#### Task goal
Reproduce, word for word, all of the records; the pictures stay out.

Stored items
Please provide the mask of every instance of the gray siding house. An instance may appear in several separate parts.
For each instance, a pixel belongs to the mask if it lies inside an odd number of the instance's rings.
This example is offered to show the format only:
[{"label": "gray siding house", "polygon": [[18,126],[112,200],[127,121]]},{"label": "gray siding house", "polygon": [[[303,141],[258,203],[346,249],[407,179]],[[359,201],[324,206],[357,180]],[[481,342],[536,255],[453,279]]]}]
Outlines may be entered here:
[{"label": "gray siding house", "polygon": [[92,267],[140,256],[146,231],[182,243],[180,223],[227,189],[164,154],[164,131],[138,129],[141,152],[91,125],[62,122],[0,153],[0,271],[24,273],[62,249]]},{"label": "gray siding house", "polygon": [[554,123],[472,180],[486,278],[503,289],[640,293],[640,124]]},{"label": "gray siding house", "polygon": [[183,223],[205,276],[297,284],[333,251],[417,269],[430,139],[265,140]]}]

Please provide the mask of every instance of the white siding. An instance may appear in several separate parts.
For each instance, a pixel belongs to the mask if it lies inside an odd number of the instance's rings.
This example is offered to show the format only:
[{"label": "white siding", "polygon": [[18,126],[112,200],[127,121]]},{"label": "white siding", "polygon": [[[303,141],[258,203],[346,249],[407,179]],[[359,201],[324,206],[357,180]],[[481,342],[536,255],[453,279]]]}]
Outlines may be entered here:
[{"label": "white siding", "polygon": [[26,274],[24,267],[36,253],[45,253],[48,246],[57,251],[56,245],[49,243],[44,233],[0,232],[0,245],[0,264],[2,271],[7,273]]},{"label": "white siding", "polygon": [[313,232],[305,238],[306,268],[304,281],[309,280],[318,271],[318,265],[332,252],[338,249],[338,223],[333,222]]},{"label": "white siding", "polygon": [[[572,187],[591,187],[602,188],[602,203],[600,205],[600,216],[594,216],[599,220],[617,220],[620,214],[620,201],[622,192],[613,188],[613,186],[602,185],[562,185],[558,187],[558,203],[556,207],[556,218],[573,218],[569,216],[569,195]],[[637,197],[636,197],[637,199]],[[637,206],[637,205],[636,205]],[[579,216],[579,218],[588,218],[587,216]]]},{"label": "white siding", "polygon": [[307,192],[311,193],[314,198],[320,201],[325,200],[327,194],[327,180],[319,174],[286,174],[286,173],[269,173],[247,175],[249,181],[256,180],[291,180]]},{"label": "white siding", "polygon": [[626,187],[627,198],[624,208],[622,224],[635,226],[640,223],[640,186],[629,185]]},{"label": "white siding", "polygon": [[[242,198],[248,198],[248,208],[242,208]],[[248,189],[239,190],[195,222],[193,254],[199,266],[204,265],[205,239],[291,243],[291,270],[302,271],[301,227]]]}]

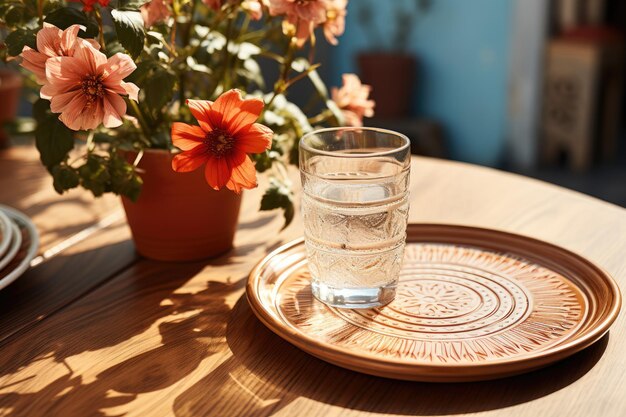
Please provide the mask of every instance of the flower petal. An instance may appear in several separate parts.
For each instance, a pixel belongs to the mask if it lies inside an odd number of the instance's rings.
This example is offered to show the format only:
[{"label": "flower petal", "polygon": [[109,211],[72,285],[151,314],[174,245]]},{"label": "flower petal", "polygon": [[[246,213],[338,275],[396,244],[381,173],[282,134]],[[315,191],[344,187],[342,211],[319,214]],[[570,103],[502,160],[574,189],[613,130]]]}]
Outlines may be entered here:
[{"label": "flower petal", "polygon": [[[52,99],[54,100],[55,97]],[[74,98],[63,108],[59,120],[72,130],[87,130],[98,127],[103,114],[104,109],[101,103],[96,102],[95,105],[87,107],[85,96],[75,94]]]},{"label": "flower petal", "polygon": [[215,100],[209,115],[213,126],[235,135],[259,118],[263,105],[260,98],[244,100],[239,90],[232,89]]},{"label": "flower petal", "polygon": [[44,23],[43,28],[37,32],[37,51],[50,57],[59,56],[62,33],[58,27]]},{"label": "flower petal", "polygon": [[115,93],[108,93],[102,99],[104,127],[118,127],[122,124],[122,116],[126,114],[126,102]]},{"label": "flower petal", "polygon": [[91,43],[84,39],[76,40],[74,57],[80,60],[85,67],[85,73],[89,74],[101,74],[99,69],[107,64],[106,55],[94,48]]},{"label": "flower petal", "polygon": [[200,127],[205,132],[210,132],[214,129],[211,124],[211,119],[209,113],[211,112],[211,106],[213,105],[212,101],[208,100],[187,100],[187,105],[189,106],[189,110],[191,110],[191,114],[196,118]]},{"label": "flower petal", "polygon": [[46,61],[48,56],[28,46],[24,46],[21,57],[22,63],[20,65],[35,74],[39,84],[44,84],[46,82]]},{"label": "flower petal", "polygon": [[[193,151],[188,151],[193,152]],[[231,171],[224,158],[210,158],[204,169],[206,182],[214,190],[220,190],[230,180]]]},{"label": "flower petal", "polygon": [[181,152],[172,158],[172,169],[176,172],[190,172],[198,169],[208,162],[209,155],[204,146],[198,146],[192,150]]},{"label": "flower petal", "polygon": [[118,84],[137,69],[132,58],[121,52],[110,57],[102,68],[105,84]]},{"label": "flower petal", "polygon": [[136,84],[121,81],[120,85],[126,91],[126,94],[128,94],[129,99],[139,101],[139,87],[137,87]]},{"label": "flower petal", "polygon": [[252,189],[257,186],[256,169],[254,163],[245,153],[235,153],[228,158],[231,168],[230,180],[226,184],[229,190],[233,190],[237,194],[242,188]]},{"label": "flower petal", "polygon": [[188,151],[199,146],[204,141],[206,133],[200,126],[186,123],[172,123],[172,143],[183,151]]},{"label": "flower petal", "polygon": [[52,113],[62,113],[71,104],[72,100],[74,100],[77,95],[78,93],[76,93],[75,91],[54,94],[50,97],[50,111]]},{"label": "flower petal", "polygon": [[239,132],[235,147],[243,153],[261,153],[272,146],[274,132],[267,126],[254,123],[247,130]]},{"label": "flower petal", "polygon": [[46,61],[46,79],[59,88],[80,87],[80,80],[89,75],[88,66],[79,58],[59,56]]},{"label": "flower petal", "polygon": [[76,38],[81,29],[84,29],[84,26],[72,25],[61,32],[59,48],[64,56],[71,56],[74,53]]}]

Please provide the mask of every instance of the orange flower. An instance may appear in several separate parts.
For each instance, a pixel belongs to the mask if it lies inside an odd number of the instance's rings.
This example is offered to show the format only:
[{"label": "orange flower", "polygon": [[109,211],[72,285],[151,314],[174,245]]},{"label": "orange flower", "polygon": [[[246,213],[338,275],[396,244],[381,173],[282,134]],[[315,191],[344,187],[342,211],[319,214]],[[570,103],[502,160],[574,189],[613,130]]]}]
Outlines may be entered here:
[{"label": "orange flower", "polygon": [[174,156],[172,169],[189,172],[206,164],[204,176],[214,190],[226,186],[240,193],[256,187],[256,170],[247,154],[269,149],[273,135],[270,128],[255,123],[263,100],[244,100],[239,90],[229,90],[215,102],[187,104],[200,126],[172,124],[172,142],[183,151]]}]

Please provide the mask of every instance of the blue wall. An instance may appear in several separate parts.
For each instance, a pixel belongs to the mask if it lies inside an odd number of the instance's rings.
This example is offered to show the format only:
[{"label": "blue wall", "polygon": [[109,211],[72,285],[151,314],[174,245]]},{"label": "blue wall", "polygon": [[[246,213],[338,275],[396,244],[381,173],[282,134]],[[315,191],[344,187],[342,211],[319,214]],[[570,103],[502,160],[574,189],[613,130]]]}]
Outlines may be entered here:
[{"label": "blue wall", "polygon": [[[356,72],[356,54],[374,41],[358,21],[351,0],[346,32],[334,48],[334,84],[340,74]],[[393,7],[415,0],[370,1],[376,6],[376,30],[391,39]],[[508,46],[513,0],[431,0],[415,20],[410,50],[419,60],[414,113],[442,122],[451,156],[496,165],[505,146]]]}]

#### Answer below
Please provide the mask of every instance of the gray siding house. An instance may appear in several separate parts.
For each instance, a pixel belongs to the mask if it lies inside an odd number of the instance's rings.
This example is offered to show the format only:
[{"label": "gray siding house", "polygon": [[18,126],[112,200],[127,121]]},{"label": "gray siding house", "polygon": [[[303,141],[258,203],[346,249],[407,179]],[[359,201],[324,206],[357,180]],[[481,342],[536,255],[453,279]]]}]
Outlines may be entered here:
[{"label": "gray siding house", "polygon": [[92,267],[140,256],[146,231],[182,243],[180,223],[227,189],[164,154],[164,131],[138,129],[141,152],[91,125],[62,122],[0,153],[0,271],[24,273],[62,249]]},{"label": "gray siding house", "polygon": [[554,123],[472,180],[486,278],[503,289],[640,293],[640,124]]},{"label": "gray siding house", "polygon": [[183,223],[205,276],[297,284],[333,251],[417,269],[430,139],[265,140]]}]

Please provide the mask of every instance of the white siding. An instance may appear in several separate parts.
For each instance, a pixel belongs to the mask if it lies inside an odd number of the instance's rings.
This example is offered to show the format only:
[{"label": "white siding", "polygon": [[18,126],[112,200],[127,121]]},{"label": "white siding", "polygon": [[[303,141],[258,203],[346,249],[407,179]],[[359,201],[324,206],[357,180]],[[481,342],[536,255],[453,279]]]}]
Outlines may be entered here:
[{"label": "white siding", "polygon": [[26,274],[24,267],[36,253],[45,253],[48,246],[57,251],[56,245],[49,243],[44,233],[0,232],[0,245],[0,264],[2,271],[7,273]]},{"label": "white siding", "polygon": [[313,232],[305,238],[306,268],[304,281],[309,280],[318,271],[318,265],[332,252],[338,249],[338,223],[333,222]]},{"label": "white siding", "polygon": [[[572,187],[591,187],[602,188],[602,203],[600,205],[600,216],[594,216],[599,220],[617,220],[620,214],[620,201],[622,192],[613,188],[613,186],[602,185],[562,185],[558,187],[558,203],[556,207],[556,218],[573,218],[569,216],[569,195]],[[637,197],[636,197],[637,199]],[[637,206],[637,205],[636,205]],[[579,216],[579,218],[588,218],[587,216]]]},{"label": "white siding", "polygon": [[307,192],[311,193],[314,198],[320,201],[325,200],[327,194],[327,180],[319,174],[286,174],[286,173],[269,173],[247,175],[249,181],[256,180],[291,180]]},{"label": "white siding", "polygon": [[626,187],[627,198],[624,208],[622,224],[635,226],[640,223],[640,186],[629,185]]},{"label": "white siding", "polygon": [[[242,198],[248,198],[248,208],[242,208]],[[248,189],[239,190],[195,222],[193,254],[199,266],[204,265],[205,239],[291,243],[291,270],[302,271],[301,227]]]}]

Please provide the mask of every instance of the flower petal. An instance may appear in several separate parts.
For each instance, a pixel belongs to the mask if it lies inside an odd number of the instance's rings.
This example is offered to show the format only:
[{"label": "flower petal", "polygon": [[109,211],[72,285],[151,314],[174,245]]},{"label": "flower petal", "polygon": [[[246,213],[338,275],[396,244],[381,173],[282,134]],[[315,191],[344,187],[342,211],[319,214]],[[570,103],[502,160],[574,189],[613,130]]]}]
Outlines may be entered here:
[{"label": "flower petal", "polygon": [[[52,99],[54,100],[55,97]],[[74,98],[63,108],[59,120],[72,130],[87,130],[98,127],[103,114],[104,109],[101,103],[96,102],[95,105],[87,107],[85,96],[75,94]]]},{"label": "flower petal", "polygon": [[215,100],[209,115],[213,126],[235,135],[259,118],[263,105],[260,98],[244,100],[239,90],[232,89]]},{"label": "flower petal", "polygon": [[44,23],[43,28],[37,32],[37,51],[50,57],[59,56],[62,33],[58,27]]},{"label": "flower petal", "polygon": [[115,93],[108,93],[102,99],[104,127],[118,127],[122,124],[122,116],[126,114],[126,102]]},{"label": "flower petal", "polygon": [[91,43],[84,39],[76,40],[74,57],[80,60],[85,67],[85,73],[89,74],[101,74],[99,69],[107,64],[106,55],[94,48]]},{"label": "flower petal", "polygon": [[200,127],[205,132],[210,132],[214,129],[211,124],[211,119],[209,113],[211,112],[211,106],[213,105],[212,101],[208,100],[187,100],[187,105],[189,106],[189,110],[191,110],[191,114],[196,118]]},{"label": "flower petal", "polygon": [[46,61],[48,56],[28,46],[24,46],[21,57],[22,63],[20,65],[35,74],[39,84],[44,84],[46,82]]},{"label": "flower petal", "polygon": [[[193,151],[188,151],[193,152]],[[231,171],[224,158],[210,158],[204,169],[206,182],[214,190],[220,190],[230,180]]]},{"label": "flower petal", "polygon": [[181,152],[172,158],[172,169],[176,172],[190,172],[198,169],[208,162],[209,155],[204,146],[198,146],[192,150]]},{"label": "flower petal", "polygon": [[118,84],[137,69],[132,58],[121,52],[110,57],[102,68],[105,84]]},{"label": "flower petal", "polygon": [[136,84],[121,81],[120,85],[126,91],[126,94],[128,94],[129,99],[139,101],[139,87],[137,87]]},{"label": "flower petal", "polygon": [[252,189],[257,186],[256,169],[254,163],[245,153],[235,153],[228,158],[231,168],[230,180],[226,184],[229,190],[233,190],[237,194],[242,188]]},{"label": "flower petal", "polygon": [[188,151],[199,146],[204,141],[206,133],[200,126],[186,123],[172,123],[172,143],[183,151]]},{"label": "flower petal", "polygon": [[52,113],[62,113],[71,104],[72,100],[74,100],[77,95],[78,93],[76,93],[75,91],[54,94],[50,97],[50,111]]},{"label": "flower petal", "polygon": [[239,132],[235,147],[243,153],[261,153],[272,146],[274,132],[267,126],[254,123],[247,130]]},{"label": "flower petal", "polygon": [[46,61],[46,79],[59,88],[80,87],[80,80],[89,75],[88,66],[79,58],[59,56]]},{"label": "flower petal", "polygon": [[76,38],[81,29],[84,29],[84,26],[72,25],[61,32],[59,48],[64,56],[71,56],[74,53]]}]

Please provide the mask of every instance of the orange flower. An instance may appear in several separate parts.
For each instance, a pixel belongs to the mask if it lies inside an odd number of the instance's rings.
This example is offered to show the format only:
[{"label": "orange flower", "polygon": [[109,211],[72,285],[151,314],[174,245]]},{"label": "orange flower", "polygon": [[[246,213],[338,275],[396,244],[381,173],[282,134]],[[315,191],[344,187],[342,211],[319,214]],[[570,103],[502,160],[574,189],[613,130]]]}]
Outlines may be entered here:
[{"label": "orange flower", "polygon": [[174,156],[172,169],[189,172],[206,164],[204,176],[214,190],[226,186],[240,193],[256,187],[256,170],[247,154],[269,149],[273,135],[270,128],[255,123],[263,100],[244,100],[239,90],[229,90],[215,102],[187,104],[200,126],[172,124],[172,142],[183,151]]}]

Please provide the mask of every instance of the blue wall. An instance may appear in several separate parts.
For each instance, a pixel belongs to the mask if it lies inside an odd number of the instance's rings.
This example is offered to show the format only:
[{"label": "blue wall", "polygon": [[109,211],[72,285],[151,314],[174,245]]},{"label": "blue wall", "polygon": [[[246,213],[338,275],[396,244],[381,173],[282,134]],[[315,191],[344,187],[342,211],[319,214]],[[570,103],[502,160],[574,189],[613,130]]]}]
Outlines may be entered here:
[{"label": "blue wall", "polygon": [[[356,72],[356,54],[374,41],[358,21],[351,0],[346,32],[334,48],[334,84],[340,74]],[[393,7],[415,0],[370,1],[376,6],[376,30],[391,39]],[[508,46],[513,0],[431,0],[415,20],[410,50],[419,60],[414,113],[442,122],[451,156],[496,165],[505,146]]]}]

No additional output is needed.